● **What you will do**
A. Please rewrite the paragraph beginning "Later, we ask the question here" from the post about the UUID type, making it shorter and keeping its main facts.
B. Write the next part of the post about the UUID type, following on from its final sentence.

Here is full version:

First we build a user type using CREATE FUNCTION, CREATE TYPE, CREATE 
OPERATOR
and CREATE OPERATOR CLASS command, of course we wrote those C functions
needed for operator, type etc.

Then we try to test if our type (which is named UUID) could be 
indexable,  and found
it didn't use the index, but, we don't know why.

Later, we ask the question here why the index didn't get used, and you 
point out that we
should assign the selective restriction function for our operators, 
espically for '=' operator,
we use 'eqsel' per your suggestion. But found out that though the idnex 
got used, but sometimes
not data row return (and sometimes we could get the data row)!

Then we re-check our definition, and found out may be we shouldn't use 
IMMUTABLE
key word in the function definition used by the '=' operator to 
implement the equation compare,
the wrong definition is:

Datum uuid_eq(PG_FUNCTION_ARGS)
{       struct uuid *uptr1 = (struct uuid *) PG_GETARG_POINTER(0);       struct uuid *uptr2 = (struct uuid *)
PG_GETARG_POINTER(1);
       PG_RETURN_BOOL(uuidcmp(uptr1, uptr2) == 0);
}

CREATE OR REPLACE FUNCTION uuid_eq(uuid, uuid)
RETURNS boolean
IMMUTABLE
STRICT
AS '$libdir/uuid'
LANGUAGE 'C';

CREATE OPERATOR = (   LEFTARG = uuid,   RIGHTARG = uuid,   COMMUTATOR = =,   NEGATOR = <>,   PROCEDURE = uuid_eq,
RESTRICT= eqsel,   JOIN = eqjoinsel
 
);

because the data type (UUID) is a struct,
and the uuid_eq() function accept two pointer to the value of struct uuid,
if make it IMMUTABLE, postgresql would think it should not try to run
the function, but return the cached value instead when it get two same 
pointers input,
but, the pointers may be unchanged, the data pointers point to may have 
changed.
So it will cause the weird symptom we found. And removed IMMUTABLE fix the
problem. So we think may be the doc for CREATE FUNCTION should point out
the difference of passed by ref and passed by value. Thus may avoid this 
kind of
error.

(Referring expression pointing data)
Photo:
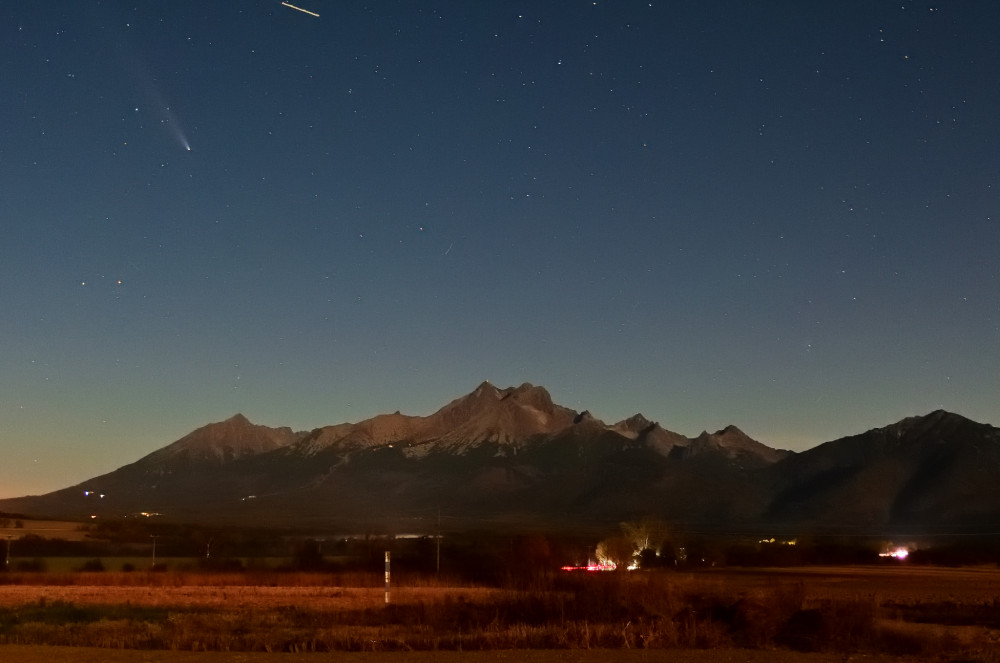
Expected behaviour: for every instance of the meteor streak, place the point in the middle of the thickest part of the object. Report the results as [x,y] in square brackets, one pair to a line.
[304,11]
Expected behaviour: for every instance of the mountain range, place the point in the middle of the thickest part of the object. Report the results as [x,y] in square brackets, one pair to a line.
[511,458]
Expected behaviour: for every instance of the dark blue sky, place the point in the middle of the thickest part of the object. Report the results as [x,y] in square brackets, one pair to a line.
[777,215]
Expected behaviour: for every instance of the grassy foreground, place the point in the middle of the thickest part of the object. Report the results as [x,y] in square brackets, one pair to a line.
[43,654]
[927,614]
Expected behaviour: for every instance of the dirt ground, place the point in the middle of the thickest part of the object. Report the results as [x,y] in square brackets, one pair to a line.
[19,654]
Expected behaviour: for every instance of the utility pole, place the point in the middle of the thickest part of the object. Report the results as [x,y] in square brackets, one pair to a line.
[387,577]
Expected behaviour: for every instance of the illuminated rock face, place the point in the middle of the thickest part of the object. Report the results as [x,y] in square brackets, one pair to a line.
[506,457]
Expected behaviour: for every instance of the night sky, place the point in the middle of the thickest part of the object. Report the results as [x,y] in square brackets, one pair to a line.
[778,215]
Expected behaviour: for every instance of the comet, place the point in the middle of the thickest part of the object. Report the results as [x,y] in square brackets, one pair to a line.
[304,11]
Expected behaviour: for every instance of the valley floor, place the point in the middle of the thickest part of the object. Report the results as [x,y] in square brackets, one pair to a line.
[45,654]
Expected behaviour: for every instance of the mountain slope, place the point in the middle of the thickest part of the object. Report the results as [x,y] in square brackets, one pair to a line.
[511,457]
[936,471]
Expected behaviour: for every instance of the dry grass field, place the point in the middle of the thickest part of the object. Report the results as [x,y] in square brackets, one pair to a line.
[819,614]
[45,654]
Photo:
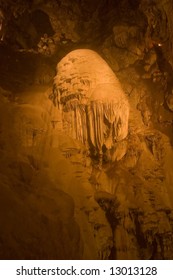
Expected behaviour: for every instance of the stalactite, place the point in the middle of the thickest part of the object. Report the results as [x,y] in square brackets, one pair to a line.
[86,86]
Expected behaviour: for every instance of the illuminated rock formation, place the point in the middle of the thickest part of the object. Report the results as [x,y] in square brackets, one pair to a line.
[95,109]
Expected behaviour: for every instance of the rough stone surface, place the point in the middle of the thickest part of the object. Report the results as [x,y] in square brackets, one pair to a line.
[56,202]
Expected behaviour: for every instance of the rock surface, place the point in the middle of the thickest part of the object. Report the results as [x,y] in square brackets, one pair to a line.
[56,201]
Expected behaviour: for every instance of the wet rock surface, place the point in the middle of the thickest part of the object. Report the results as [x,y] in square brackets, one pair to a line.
[58,200]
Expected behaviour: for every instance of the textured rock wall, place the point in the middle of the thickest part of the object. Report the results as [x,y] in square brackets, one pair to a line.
[95,109]
[123,207]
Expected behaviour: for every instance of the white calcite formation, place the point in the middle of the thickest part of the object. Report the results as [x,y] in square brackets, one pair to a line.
[95,108]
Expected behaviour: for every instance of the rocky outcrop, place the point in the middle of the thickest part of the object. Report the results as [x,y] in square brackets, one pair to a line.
[50,184]
[95,109]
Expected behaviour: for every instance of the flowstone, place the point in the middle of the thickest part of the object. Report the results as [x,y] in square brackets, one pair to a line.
[94,107]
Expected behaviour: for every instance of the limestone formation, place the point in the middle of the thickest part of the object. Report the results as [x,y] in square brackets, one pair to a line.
[95,108]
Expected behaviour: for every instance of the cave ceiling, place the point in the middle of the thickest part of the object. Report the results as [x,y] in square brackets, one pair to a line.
[86,129]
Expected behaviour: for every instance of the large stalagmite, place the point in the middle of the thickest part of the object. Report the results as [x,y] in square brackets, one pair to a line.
[95,109]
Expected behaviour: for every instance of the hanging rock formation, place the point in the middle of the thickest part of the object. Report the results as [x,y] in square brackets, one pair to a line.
[95,108]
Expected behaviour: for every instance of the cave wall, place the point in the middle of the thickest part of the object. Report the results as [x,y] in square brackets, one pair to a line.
[121,208]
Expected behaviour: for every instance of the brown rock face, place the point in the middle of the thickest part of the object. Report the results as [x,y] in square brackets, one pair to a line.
[86,169]
[95,108]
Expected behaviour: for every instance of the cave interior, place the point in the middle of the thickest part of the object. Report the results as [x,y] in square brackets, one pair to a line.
[86,129]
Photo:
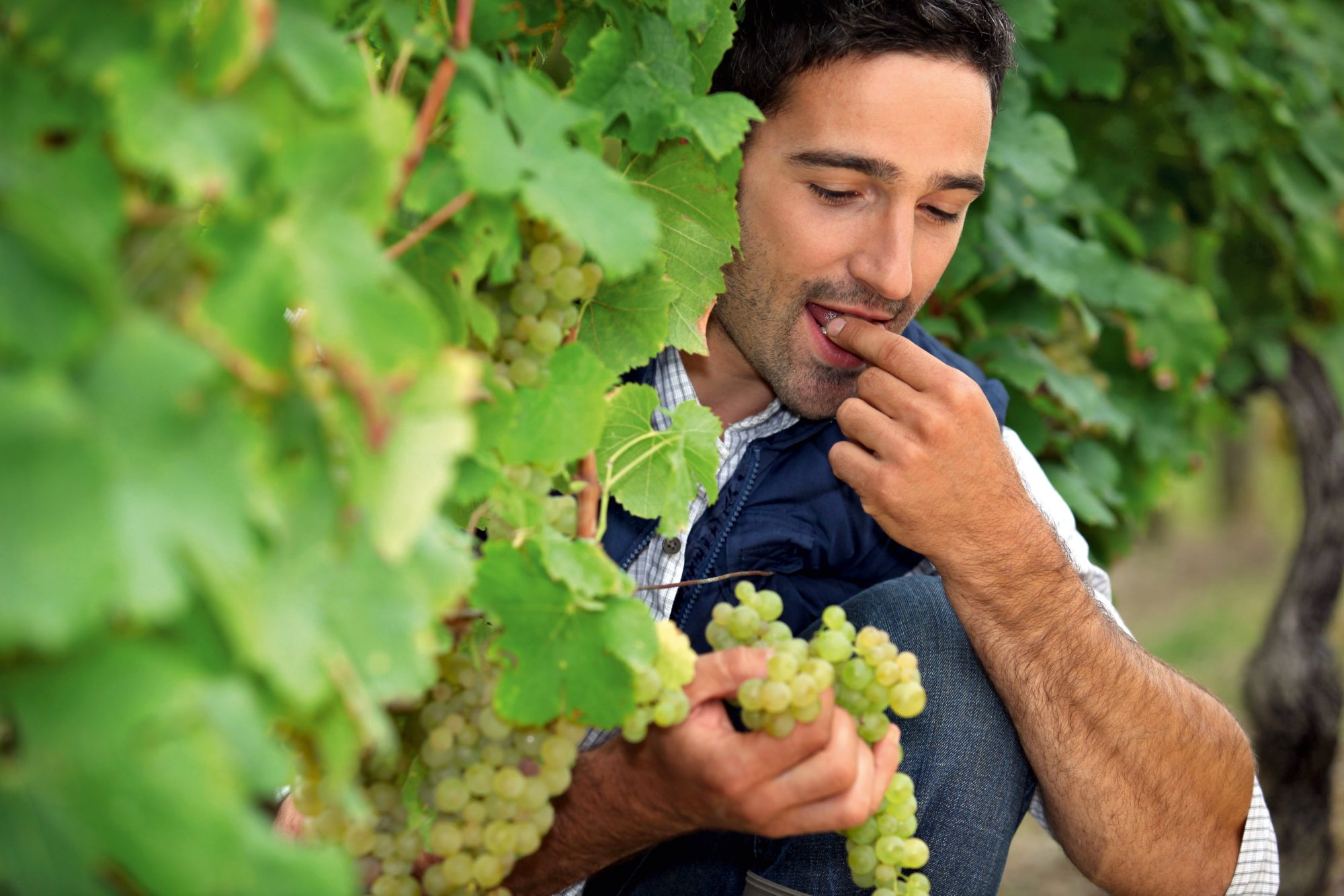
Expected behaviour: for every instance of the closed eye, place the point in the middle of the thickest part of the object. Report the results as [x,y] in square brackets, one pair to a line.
[831,197]
[943,217]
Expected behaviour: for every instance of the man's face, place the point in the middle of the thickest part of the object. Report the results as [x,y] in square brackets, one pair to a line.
[853,198]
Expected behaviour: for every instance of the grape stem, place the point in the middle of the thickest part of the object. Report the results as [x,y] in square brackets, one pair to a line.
[433,104]
[710,581]
[589,498]
[431,224]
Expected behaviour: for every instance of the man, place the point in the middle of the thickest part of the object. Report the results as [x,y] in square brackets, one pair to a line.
[851,201]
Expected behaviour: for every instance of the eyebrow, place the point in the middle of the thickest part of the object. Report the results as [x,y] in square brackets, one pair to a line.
[884,170]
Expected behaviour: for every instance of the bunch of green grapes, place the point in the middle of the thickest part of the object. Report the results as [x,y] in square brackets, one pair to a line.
[468,799]
[542,304]
[870,676]
[659,694]
[882,847]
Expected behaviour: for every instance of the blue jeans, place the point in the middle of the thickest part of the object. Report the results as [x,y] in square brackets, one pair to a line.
[972,780]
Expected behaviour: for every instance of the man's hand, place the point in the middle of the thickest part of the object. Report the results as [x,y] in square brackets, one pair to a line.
[822,777]
[925,453]
[704,774]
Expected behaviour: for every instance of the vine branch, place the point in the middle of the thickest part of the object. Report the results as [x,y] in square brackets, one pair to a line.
[589,498]
[710,581]
[435,99]
[431,225]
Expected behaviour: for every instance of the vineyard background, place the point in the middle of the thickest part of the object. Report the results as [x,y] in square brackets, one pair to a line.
[236,526]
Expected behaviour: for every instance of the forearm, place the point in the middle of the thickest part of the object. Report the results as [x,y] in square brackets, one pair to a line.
[597,824]
[1146,777]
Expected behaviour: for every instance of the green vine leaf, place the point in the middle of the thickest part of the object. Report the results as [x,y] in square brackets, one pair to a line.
[700,222]
[657,474]
[564,659]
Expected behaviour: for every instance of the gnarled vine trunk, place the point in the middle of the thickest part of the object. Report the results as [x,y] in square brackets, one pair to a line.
[1294,686]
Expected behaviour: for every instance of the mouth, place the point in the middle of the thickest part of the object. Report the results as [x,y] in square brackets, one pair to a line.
[831,354]
[823,315]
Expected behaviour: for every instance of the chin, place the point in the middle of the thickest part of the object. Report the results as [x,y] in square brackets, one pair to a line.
[818,400]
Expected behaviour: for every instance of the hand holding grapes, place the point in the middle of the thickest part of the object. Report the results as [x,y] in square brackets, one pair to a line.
[706,774]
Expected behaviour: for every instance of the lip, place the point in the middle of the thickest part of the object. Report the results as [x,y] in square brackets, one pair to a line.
[822,345]
[822,314]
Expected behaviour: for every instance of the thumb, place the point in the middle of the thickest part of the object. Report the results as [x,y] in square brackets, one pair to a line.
[720,675]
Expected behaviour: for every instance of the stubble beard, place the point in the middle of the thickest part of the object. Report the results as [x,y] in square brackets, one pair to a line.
[765,331]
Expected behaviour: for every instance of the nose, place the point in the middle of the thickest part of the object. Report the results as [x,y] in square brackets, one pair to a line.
[884,260]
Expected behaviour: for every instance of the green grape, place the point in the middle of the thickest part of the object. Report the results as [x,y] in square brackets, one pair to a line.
[886,674]
[908,701]
[509,782]
[804,690]
[873,727]
[831,645]
[776,697]
[901,789]
[783,667]
[493,726]
[546,338]
[572,251]
[635,729]
[592,275]
[671,710]
[526,299]
[808,713]
[523,328]
[546,259]
[744,624]
[819,671]
[452,795]
[865,834]
[864,860]
[890,851]
[499,838]
[855,674]
[780,726]
[446,839]
[648,684]
[917,854]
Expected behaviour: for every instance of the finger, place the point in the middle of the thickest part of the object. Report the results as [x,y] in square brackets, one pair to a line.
[885,350]
[838,812]
[721,674]
[889,394]
[886,758]
[853,465]
[773,757]
[866,427]
[826,773]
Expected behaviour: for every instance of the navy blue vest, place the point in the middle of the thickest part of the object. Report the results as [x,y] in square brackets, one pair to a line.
[784,511]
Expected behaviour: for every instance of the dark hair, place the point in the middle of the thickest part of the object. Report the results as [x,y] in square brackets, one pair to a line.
[779,41]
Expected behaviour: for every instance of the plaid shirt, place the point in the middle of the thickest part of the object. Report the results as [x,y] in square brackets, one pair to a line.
[663,559]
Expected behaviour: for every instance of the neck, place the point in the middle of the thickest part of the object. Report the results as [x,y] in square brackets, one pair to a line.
[725,382]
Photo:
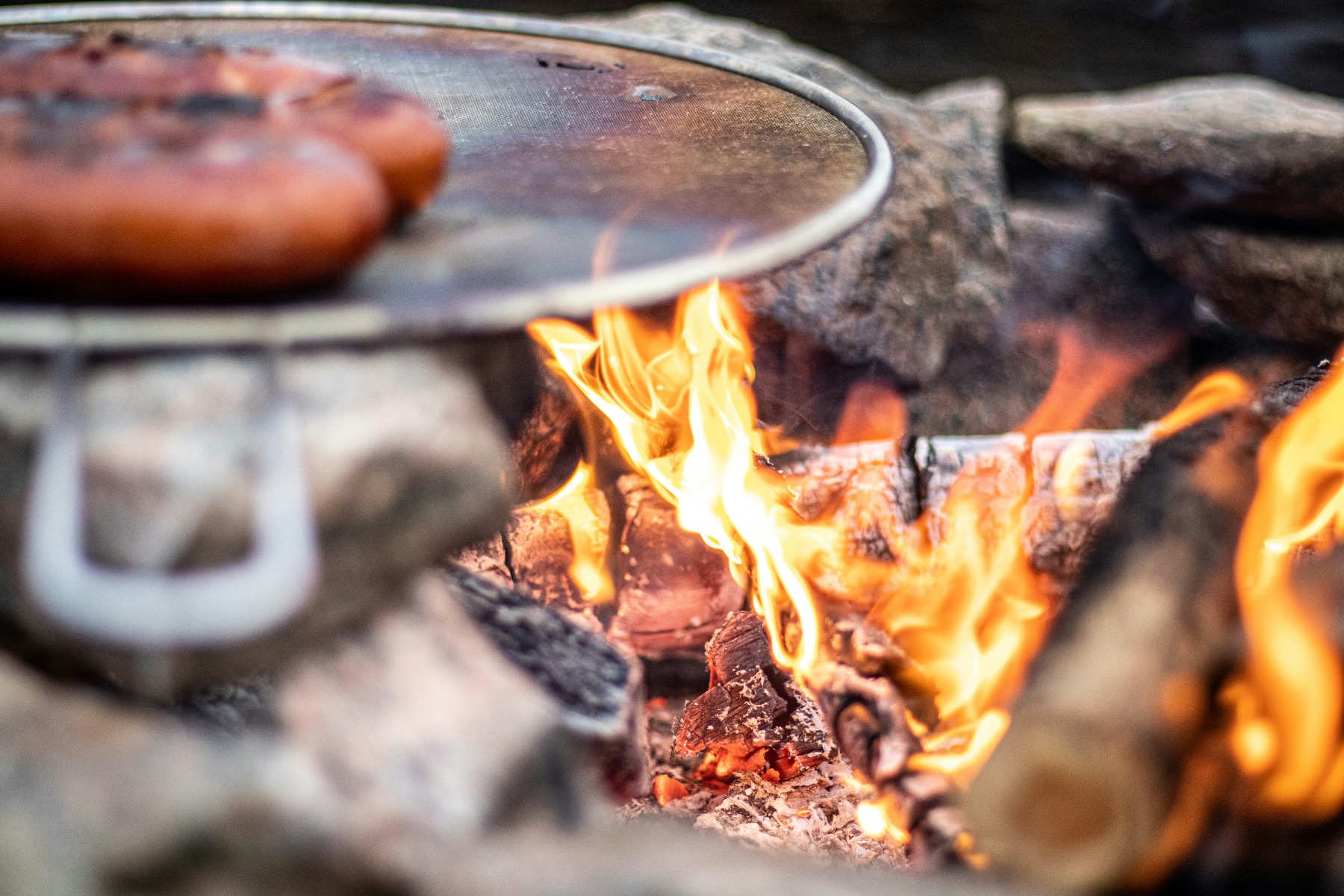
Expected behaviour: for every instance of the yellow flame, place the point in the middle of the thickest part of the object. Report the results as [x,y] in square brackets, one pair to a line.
[589,532]
[1290,731]
[960,598]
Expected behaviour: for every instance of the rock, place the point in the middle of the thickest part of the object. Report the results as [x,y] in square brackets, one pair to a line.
[423,729]
[102,798]
[1081,261]
[930,267]
[1225,143]
[672,590]
[1283,285]
[402,458]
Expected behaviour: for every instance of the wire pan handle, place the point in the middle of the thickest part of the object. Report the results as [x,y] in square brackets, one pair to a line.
[163,610]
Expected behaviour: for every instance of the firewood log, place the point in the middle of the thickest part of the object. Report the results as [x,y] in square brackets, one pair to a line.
[1074,480]
[672,590]
[1081,788]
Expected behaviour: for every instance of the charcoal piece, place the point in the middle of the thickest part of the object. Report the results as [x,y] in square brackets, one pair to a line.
[233,709]
[671,860]
[867,715]
[1082,262]
[930,267]
[1078,791]
[598,685]
[547,435]
[672,590]
[576,665]
[1225,143]
[1278,284]
[1075,481]
[752,703]
[403,462]
[485,558]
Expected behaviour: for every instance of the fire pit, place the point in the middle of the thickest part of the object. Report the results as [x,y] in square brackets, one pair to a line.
[983,543]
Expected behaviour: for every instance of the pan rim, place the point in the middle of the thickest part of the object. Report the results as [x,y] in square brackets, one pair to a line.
[128,328]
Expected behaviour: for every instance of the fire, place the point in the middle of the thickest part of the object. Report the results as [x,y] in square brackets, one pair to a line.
[1214,394]
[960,600]
[589,534]
[1289,709]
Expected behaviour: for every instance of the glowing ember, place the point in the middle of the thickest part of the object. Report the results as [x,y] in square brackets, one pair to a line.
[960,600]
[1288,712]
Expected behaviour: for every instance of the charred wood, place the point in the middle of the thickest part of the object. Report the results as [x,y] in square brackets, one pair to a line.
[672,590]
[546,438]
[866,488]
[753,716]
[1081,791]
[598,687]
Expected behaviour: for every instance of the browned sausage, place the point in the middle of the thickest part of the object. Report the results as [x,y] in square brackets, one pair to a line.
[148,202]
[396,134]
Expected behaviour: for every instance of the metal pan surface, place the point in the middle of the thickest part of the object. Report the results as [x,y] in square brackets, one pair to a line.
[591,168]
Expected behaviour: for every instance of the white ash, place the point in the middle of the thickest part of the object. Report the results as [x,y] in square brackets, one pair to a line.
[811,815]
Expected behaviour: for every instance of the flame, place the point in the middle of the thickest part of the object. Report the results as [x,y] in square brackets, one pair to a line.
[1214,394]
[1287,721]
[960,600]
[871,413]
[589,534]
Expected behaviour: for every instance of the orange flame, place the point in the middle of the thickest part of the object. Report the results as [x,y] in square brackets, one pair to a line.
[960,600]
[871,413]
[1214,394]
[1288,723]
[589,532]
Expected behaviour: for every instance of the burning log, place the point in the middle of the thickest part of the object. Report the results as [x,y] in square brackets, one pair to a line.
[1086,788]
[867,487]
[865,707]
[753,716]
[542,547]
[672,590]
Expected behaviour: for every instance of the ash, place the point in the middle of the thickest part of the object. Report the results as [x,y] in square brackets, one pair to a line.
[812,813]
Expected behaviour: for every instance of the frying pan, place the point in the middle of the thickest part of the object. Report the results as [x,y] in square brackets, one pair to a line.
[591,168]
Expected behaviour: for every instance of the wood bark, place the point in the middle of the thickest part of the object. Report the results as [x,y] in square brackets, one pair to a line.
[1081,788]
[752,703]
[672,590]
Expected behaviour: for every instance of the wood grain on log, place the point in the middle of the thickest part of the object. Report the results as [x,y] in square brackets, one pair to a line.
[1080,788]
[752,703]
[672,590]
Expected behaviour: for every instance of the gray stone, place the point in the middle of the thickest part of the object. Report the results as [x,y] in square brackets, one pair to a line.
[105,798]
[402,458]
[1228,143]
[423,727]
[1081,261]
[1283,285]
[930,267]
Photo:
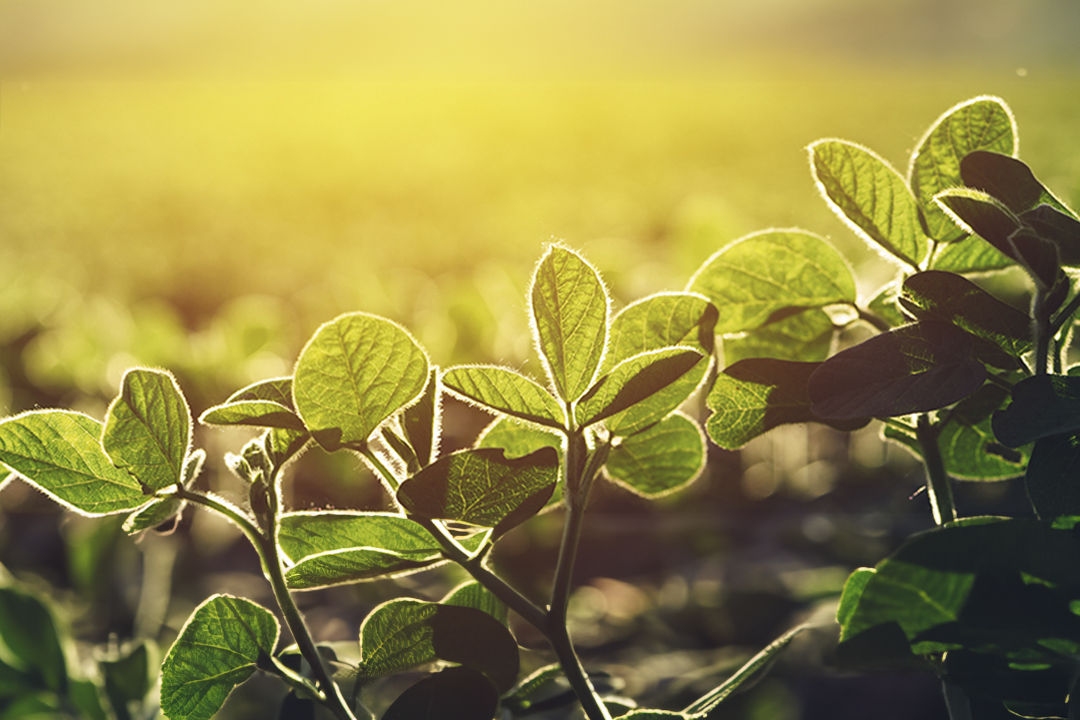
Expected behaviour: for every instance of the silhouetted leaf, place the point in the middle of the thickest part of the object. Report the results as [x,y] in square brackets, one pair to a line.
[914,368]
[660,460]
[871,197]
[483,487]
[217,649]
[505,391]
[981,123]
[569,309]
[761,273]
[59,452]
[354,372]
[148,429]
[755,395]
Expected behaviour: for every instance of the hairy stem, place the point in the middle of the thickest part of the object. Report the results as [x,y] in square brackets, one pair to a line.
[939,487]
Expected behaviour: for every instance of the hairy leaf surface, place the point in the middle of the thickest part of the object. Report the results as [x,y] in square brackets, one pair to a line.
[769,271]
[981,123]
[58,451]
[148,429]
[217,649]
[871,197]
[356,371]
[569,309]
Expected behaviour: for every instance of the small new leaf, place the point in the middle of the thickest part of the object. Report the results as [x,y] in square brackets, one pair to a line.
[59,452]
[871,197]
[356,371]
[505,391]
[569,309]
[768,271]
[148,429]
[216,650]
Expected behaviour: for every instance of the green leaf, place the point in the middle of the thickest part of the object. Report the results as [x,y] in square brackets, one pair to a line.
[805,336]
[356,371]
[1051,477]
[661,321]
[569,318]
[421,421]
[483,487]
[755,395]
[30,641]
[456,693]
[660,460]
[58,451]
[914,368]
[871,197]
[217,649]
[981,123]
[937,295]
[768,271]
[638,384]
[148,429]
[505,391]
[403,634]
[1042,405]
[333,548]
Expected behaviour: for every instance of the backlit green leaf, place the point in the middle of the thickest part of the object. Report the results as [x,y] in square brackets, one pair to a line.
[483,487]
[761,273]
[661,321]
[755,395]
[660,460]
[148,429]
[356,371]
[1041,406]
[217,649]
[936,295]
[914,368]
[403,634]
[505,391]
[804,336]
[871,197]
[58,451]
[569,309]
[637,384]
[981,123]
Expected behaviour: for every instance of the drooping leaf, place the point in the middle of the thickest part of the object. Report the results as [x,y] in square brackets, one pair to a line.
[765,272]
[354,372]
[58,451]
[148,429]
[507,391]
[421,421]
[1041,406]
[660,460]
[31,640]
[805,336]
[871,197]
[937,295]
[914,368]
[217,649]
[1051,477]
[403,634]
[758,394]
[569,307]
[333,548]
[661,321]
[636,388]
[456,693]
[981,123]
[483,487]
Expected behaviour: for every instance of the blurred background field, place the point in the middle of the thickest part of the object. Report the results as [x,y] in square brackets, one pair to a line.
[199,186]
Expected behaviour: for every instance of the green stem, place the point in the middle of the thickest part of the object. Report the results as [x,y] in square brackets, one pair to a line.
[939,488]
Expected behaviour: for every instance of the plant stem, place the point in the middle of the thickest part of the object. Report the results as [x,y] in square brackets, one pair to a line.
[939,488]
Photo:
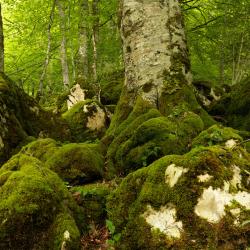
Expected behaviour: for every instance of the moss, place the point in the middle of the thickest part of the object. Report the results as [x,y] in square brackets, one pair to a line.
[78,117]
[150,137]
[147,186]
[21,116]
[92,198]
[31,199]
[77,163]
[216,135]
[41,149]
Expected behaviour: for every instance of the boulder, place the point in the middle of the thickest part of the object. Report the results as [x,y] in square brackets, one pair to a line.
[87,120]
[74,163]
[36,209]
[199,200]
[21,116]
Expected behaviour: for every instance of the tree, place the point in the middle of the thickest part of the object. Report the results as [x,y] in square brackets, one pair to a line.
[64,59]
[156,60]
[1,41]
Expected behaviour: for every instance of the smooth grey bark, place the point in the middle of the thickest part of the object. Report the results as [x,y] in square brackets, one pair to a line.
[48,52]
[63,48]
[154,48]
[1,41]
[82,62]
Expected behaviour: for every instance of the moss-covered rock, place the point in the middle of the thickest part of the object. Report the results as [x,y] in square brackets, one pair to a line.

● **Responses by task**
A. After they asked here why the index went unused, they were told to assign a selective restriction function to their operators, especially "=". They used 'eqsel' as suggested. The index was then used, but sometimes no data row came back, though at other times one did.

B.
Thanks and Regards

Laser



Re: a problem with index and user define type

From
Tom Lane
Date:
Weiping He <laser@zhengmai.com.cn> writes:
> because the data type (UUID) is a struct,
> and the uuid_eq() function accept two pointer to the value of struct uuid,
> if make it IMMUTABLE, postgresql would think it should not try to run
> the function, but return the cached value instead when it get two same 
> pointers input,

No, it will not.  Your claim above is entirely wrong; the fact that the
datatype is pass-by-reference doesn't affect anything (unless you've
failed to declare the datatype that way, but if so I'd not think it
would work at all).
        regards, tom lane


Re: a problem with index and user define type

From
Weiping He
Date:
Tom Lane wrote:

>Weiping He <laser@zhengmai.com.cn> writes:
>  
>
>>because the data type (UUID) is a struct,
>>and the uuid_eq() function accept two pointer to the value of struct uuid,
>>if make it IMMUTABLE, postgresql would think it should not try to run
>>the function, but return the cached value instead when it get two same 
>>pointers input,
>>    
>>
>
>No, it will not.  Your claim above is entirely wrong; the fact that the
>datatype is pass-by-reference doesn't affect anything (unless you've
>failed to declare the datatype that way, but if so I'd not think it
>would work at all).
>
>            regards, tom lane
>
>---------------------------(end of broadcast)---------------------------
>TIP 1: subscribe and unsubscribe commands go to majordomo@postgresql.org
>
>  
>
yeah, you are right, it's out fault. We've mistakenly use PG_RETURN_INT16()
to return from our am support function, which prune the sign  
information from the memcmp(),
but we still declare the function to return INTEGER when CREATE 
FUNCTION. So the error,
it's fixed now, and the datatype and index run smoothly.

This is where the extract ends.